Exercise>
Retype the stretch from the start of the records through the line containing "positive clicks: (1130, 615) (1129, 629)", both ends included, and give only those lines.

++++ Exercise material

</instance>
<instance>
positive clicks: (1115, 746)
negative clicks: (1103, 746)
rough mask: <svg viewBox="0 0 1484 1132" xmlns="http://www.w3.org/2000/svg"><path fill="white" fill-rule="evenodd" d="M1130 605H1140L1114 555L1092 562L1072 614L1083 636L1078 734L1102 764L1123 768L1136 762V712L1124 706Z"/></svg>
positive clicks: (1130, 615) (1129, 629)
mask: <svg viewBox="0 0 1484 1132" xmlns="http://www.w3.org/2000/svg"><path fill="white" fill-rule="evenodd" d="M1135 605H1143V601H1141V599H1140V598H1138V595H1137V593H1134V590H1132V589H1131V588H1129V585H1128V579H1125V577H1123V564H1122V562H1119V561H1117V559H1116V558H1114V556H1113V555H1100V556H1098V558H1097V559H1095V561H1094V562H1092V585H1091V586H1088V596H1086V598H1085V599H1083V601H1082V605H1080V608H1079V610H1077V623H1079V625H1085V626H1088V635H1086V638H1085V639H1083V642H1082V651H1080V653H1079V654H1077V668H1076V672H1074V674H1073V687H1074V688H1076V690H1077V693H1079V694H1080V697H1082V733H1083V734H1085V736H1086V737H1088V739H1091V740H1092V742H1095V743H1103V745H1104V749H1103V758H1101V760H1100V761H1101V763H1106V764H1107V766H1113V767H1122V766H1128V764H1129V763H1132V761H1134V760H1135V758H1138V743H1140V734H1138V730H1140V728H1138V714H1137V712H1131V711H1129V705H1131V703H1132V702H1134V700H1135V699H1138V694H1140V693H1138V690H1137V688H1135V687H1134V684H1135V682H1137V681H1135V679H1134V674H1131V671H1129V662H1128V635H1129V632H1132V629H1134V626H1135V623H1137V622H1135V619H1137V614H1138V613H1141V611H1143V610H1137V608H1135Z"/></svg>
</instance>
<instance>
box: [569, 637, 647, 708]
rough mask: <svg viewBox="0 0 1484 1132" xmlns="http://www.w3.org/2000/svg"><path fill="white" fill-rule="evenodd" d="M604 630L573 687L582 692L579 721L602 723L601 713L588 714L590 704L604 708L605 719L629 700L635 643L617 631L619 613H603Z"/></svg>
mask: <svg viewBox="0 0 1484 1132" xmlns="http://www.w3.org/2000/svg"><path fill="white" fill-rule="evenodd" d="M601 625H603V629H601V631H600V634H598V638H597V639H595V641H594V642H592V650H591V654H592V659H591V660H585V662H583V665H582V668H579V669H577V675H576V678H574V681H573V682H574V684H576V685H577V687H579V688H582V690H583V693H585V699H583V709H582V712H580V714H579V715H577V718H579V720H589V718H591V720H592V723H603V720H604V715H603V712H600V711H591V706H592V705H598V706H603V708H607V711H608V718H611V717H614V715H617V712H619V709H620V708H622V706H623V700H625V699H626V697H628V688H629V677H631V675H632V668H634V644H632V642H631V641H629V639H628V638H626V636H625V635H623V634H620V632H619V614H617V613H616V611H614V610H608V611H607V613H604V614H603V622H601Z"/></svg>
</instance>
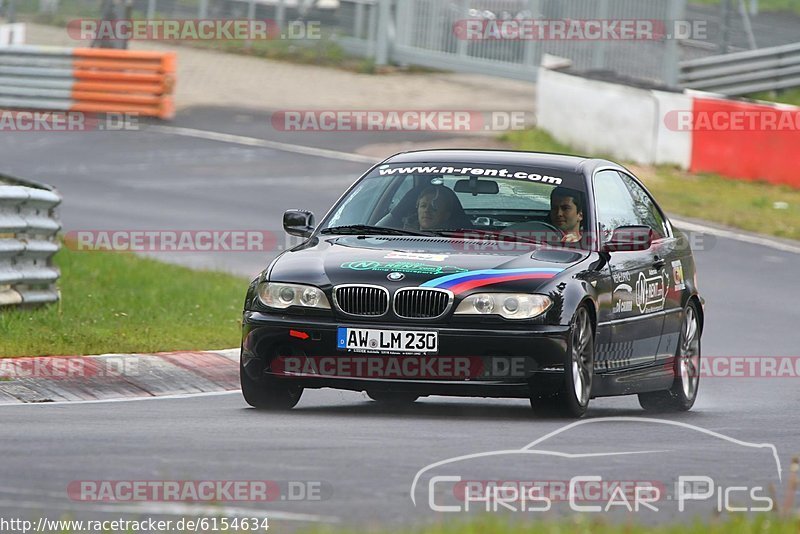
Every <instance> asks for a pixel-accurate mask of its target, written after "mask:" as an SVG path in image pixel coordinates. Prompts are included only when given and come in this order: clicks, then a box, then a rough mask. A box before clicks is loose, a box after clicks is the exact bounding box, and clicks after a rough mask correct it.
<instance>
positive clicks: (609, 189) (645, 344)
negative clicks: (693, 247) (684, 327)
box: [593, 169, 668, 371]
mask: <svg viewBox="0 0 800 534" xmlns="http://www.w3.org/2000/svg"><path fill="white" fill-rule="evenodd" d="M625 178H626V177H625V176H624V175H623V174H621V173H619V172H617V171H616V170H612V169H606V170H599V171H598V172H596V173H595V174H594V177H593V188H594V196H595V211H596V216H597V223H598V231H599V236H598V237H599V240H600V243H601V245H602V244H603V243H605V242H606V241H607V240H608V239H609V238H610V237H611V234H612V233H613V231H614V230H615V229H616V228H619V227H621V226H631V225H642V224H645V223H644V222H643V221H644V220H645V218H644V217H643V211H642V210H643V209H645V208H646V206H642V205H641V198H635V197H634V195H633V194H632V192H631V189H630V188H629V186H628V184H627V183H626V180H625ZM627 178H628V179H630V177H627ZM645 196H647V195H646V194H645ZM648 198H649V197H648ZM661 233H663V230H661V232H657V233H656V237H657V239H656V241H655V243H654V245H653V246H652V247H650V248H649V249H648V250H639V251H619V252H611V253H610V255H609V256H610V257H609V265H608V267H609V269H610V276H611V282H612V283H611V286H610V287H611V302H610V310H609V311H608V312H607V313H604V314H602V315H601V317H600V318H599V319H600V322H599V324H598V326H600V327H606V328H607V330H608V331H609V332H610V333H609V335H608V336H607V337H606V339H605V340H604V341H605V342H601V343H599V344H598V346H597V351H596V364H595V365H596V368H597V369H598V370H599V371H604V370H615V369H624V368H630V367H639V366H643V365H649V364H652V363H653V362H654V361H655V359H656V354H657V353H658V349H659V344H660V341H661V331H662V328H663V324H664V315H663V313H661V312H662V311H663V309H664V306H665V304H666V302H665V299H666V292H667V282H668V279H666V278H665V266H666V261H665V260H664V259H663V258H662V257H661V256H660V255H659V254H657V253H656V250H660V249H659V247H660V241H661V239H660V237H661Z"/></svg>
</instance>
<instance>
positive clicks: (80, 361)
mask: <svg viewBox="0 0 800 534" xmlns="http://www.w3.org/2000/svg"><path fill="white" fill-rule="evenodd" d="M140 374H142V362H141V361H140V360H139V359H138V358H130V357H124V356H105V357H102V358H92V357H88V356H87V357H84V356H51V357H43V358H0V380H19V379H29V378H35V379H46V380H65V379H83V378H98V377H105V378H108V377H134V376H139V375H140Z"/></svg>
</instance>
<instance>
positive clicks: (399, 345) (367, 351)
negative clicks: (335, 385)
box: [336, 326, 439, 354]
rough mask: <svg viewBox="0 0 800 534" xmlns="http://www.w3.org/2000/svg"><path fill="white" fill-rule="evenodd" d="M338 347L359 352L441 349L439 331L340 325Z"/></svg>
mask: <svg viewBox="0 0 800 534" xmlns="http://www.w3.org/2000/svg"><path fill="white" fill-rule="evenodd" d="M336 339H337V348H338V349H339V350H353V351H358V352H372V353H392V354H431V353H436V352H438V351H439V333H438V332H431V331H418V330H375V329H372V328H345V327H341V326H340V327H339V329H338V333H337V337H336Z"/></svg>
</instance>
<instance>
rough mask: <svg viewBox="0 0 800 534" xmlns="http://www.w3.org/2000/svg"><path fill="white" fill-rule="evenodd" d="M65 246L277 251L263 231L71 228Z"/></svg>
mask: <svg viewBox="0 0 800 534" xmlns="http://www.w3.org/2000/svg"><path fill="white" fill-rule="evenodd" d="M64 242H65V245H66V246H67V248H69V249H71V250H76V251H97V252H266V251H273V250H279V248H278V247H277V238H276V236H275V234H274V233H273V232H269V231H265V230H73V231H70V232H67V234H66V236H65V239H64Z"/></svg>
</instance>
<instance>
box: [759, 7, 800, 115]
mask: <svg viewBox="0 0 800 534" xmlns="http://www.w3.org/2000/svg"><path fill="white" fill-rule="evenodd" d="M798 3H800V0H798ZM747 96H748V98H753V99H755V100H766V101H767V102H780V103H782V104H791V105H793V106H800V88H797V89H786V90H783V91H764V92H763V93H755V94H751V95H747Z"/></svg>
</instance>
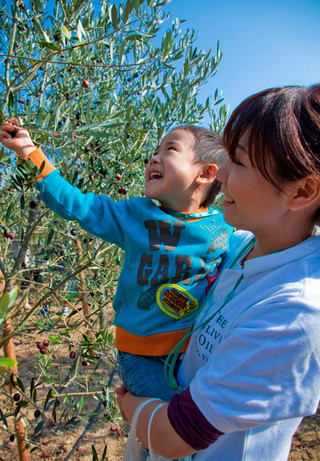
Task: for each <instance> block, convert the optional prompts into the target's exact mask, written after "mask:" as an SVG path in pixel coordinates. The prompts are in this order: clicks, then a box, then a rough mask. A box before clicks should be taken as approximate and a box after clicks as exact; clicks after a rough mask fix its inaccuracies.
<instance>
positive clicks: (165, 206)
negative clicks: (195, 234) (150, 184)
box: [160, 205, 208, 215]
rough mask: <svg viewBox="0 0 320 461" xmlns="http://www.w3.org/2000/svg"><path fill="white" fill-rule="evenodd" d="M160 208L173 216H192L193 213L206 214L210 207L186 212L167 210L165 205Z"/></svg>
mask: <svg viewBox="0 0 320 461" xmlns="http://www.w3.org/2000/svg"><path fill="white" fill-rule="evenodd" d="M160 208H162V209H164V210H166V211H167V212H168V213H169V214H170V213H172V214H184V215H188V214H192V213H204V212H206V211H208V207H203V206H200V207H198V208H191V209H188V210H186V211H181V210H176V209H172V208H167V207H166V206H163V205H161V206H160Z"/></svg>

++++++++

Result of the task>
</instance>
<instance>
positive clicks: (1115, 746)
negative clicks: (1103, 746)
rough mask: <svg viewBox="0 0 1484 1132" xmlns="http://www.w3.org/2000/svg"><path fill="white" fill-rule="evenodd" d="M1130 605H1140L1114 555L1092 562L1072 614L1083 636L1078 734L1102 764L1123 768L1136 762V712L1124 706Z"/></svg>
positive clicks: (1130, 615) (1129, 629)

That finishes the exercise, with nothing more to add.